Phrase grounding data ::
- Opening Delimiter -

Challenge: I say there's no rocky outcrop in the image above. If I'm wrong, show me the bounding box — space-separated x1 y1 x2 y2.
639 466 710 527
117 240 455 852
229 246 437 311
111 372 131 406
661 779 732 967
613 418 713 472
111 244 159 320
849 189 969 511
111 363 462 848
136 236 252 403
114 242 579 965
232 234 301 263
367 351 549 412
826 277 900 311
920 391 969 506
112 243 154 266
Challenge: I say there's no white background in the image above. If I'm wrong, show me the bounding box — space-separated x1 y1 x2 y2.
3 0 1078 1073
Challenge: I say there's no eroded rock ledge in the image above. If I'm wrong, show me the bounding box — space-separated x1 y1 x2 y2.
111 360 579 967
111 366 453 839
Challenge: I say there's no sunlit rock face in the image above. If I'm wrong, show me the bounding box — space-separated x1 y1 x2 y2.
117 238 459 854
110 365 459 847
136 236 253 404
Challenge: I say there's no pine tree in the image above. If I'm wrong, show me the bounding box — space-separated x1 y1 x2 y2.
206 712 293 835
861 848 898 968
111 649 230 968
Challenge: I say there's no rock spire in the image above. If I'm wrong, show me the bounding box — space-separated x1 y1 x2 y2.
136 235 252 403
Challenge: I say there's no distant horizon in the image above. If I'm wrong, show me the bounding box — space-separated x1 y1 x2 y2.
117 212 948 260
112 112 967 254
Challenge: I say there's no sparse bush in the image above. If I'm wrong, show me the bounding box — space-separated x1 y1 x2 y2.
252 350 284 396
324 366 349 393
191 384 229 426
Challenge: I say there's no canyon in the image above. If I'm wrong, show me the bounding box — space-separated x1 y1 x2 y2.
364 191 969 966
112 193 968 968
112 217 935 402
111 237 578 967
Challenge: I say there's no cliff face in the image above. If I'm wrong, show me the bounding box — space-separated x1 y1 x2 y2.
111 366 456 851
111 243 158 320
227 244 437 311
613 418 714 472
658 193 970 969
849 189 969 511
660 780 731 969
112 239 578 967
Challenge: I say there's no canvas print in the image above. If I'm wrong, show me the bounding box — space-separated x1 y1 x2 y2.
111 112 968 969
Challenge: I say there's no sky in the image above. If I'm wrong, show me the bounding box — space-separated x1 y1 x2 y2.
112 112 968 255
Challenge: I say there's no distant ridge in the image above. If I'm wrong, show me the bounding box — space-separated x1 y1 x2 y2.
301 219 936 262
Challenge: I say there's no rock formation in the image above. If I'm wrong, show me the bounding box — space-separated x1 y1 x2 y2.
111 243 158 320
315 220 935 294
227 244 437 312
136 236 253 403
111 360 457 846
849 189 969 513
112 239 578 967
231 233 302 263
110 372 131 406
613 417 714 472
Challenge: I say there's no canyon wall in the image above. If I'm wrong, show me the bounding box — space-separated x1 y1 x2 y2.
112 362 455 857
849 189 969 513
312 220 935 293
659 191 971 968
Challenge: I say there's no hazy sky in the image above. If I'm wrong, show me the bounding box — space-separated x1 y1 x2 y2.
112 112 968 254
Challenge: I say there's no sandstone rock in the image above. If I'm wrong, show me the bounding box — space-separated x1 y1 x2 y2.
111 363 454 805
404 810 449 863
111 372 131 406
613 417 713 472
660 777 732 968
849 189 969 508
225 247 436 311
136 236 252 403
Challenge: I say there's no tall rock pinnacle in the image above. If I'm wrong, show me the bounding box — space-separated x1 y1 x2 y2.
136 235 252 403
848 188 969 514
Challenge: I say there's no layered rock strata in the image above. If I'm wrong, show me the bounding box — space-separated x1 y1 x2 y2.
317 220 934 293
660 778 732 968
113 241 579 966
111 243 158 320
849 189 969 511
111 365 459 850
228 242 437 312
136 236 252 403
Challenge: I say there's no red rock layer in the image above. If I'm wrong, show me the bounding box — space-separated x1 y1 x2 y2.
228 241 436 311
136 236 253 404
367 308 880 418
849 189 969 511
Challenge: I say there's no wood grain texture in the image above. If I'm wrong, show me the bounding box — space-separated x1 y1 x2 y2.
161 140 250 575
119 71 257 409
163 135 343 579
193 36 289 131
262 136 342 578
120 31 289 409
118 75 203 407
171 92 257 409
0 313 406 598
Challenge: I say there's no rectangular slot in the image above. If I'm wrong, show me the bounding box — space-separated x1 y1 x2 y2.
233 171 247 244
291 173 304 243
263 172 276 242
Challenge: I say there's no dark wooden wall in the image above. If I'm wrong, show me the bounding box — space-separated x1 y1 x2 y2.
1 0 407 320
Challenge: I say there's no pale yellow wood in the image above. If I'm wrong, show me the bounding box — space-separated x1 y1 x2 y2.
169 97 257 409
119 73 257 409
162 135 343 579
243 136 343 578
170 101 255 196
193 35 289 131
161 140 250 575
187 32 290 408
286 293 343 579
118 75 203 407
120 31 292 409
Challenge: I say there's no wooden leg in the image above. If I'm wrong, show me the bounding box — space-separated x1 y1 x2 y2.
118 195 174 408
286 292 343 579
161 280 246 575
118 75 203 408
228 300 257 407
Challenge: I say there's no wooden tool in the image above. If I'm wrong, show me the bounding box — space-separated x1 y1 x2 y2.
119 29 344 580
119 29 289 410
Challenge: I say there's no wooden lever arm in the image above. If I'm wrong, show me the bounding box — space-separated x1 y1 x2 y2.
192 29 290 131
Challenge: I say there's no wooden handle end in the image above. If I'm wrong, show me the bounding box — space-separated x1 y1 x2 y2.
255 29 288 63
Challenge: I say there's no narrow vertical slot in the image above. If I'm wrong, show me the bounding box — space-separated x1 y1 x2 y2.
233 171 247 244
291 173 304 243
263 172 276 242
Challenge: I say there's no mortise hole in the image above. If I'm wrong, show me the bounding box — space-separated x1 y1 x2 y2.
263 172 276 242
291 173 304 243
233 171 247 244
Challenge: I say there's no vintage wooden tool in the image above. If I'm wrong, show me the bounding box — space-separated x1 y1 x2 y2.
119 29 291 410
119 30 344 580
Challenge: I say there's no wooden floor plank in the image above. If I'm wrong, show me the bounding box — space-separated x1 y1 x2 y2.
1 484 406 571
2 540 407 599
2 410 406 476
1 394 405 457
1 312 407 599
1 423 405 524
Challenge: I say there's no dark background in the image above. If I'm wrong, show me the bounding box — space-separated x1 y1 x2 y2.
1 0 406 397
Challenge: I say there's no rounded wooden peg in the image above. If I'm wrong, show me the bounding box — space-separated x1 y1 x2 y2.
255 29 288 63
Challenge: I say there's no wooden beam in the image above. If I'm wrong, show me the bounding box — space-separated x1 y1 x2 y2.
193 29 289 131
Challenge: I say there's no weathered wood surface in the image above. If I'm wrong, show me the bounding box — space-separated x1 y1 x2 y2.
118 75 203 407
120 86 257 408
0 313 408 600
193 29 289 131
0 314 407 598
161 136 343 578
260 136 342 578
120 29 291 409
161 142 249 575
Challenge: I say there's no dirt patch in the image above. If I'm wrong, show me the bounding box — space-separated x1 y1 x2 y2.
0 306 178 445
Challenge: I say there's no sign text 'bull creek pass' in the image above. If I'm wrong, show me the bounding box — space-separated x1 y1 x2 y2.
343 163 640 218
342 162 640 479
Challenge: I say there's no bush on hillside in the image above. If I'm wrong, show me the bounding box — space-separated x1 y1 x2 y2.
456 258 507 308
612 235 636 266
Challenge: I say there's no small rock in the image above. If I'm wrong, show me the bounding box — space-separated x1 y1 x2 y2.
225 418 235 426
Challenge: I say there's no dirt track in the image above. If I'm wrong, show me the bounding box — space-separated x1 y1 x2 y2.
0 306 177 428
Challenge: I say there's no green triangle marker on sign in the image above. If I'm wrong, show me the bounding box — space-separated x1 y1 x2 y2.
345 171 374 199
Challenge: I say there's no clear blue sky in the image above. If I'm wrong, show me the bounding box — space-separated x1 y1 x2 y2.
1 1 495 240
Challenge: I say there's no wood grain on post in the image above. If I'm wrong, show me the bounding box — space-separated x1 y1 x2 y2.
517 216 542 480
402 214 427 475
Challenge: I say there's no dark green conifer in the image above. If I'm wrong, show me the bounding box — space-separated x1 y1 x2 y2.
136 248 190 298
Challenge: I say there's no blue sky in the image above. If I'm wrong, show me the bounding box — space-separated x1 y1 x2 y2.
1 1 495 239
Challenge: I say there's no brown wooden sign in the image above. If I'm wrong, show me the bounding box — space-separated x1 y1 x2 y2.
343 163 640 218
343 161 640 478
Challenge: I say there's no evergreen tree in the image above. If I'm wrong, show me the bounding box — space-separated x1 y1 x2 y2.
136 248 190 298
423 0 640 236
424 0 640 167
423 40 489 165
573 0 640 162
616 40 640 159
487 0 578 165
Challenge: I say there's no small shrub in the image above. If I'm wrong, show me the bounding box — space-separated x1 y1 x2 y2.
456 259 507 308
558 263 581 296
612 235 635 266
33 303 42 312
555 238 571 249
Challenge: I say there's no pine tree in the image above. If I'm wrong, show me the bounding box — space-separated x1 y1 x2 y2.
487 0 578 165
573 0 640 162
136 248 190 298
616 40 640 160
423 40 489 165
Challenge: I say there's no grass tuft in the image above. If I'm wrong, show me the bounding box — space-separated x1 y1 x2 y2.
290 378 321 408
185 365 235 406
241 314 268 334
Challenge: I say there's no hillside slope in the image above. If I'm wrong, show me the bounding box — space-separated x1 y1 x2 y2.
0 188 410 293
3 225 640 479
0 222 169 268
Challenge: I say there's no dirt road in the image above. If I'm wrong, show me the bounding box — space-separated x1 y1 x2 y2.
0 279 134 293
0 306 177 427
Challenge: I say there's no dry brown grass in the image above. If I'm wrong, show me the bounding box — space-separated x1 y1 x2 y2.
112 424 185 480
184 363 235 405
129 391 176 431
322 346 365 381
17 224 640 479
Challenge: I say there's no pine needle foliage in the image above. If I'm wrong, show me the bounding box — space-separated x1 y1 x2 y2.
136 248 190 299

- Closing Delimiter -

What to produce :: From the line holding "Challenge: I say there's no dry" down to the final line above, quote every line exactly and only those lines.

Response to this exercise ::
Challenge: I say there's no dry brown grass in the image above. If I'm wrong, show me the bounding box — space-separated x1 y1 x2 y2.
112 424 185 480
184 363 235 405
129 391 176 431
322 346 365 381
17 224 640 479
Challenge: I say there's no pine needle foliage in the image above. If I'm wrong, show me the bounding box — space-separated x1 y1 x2 y2.
136 248 190 299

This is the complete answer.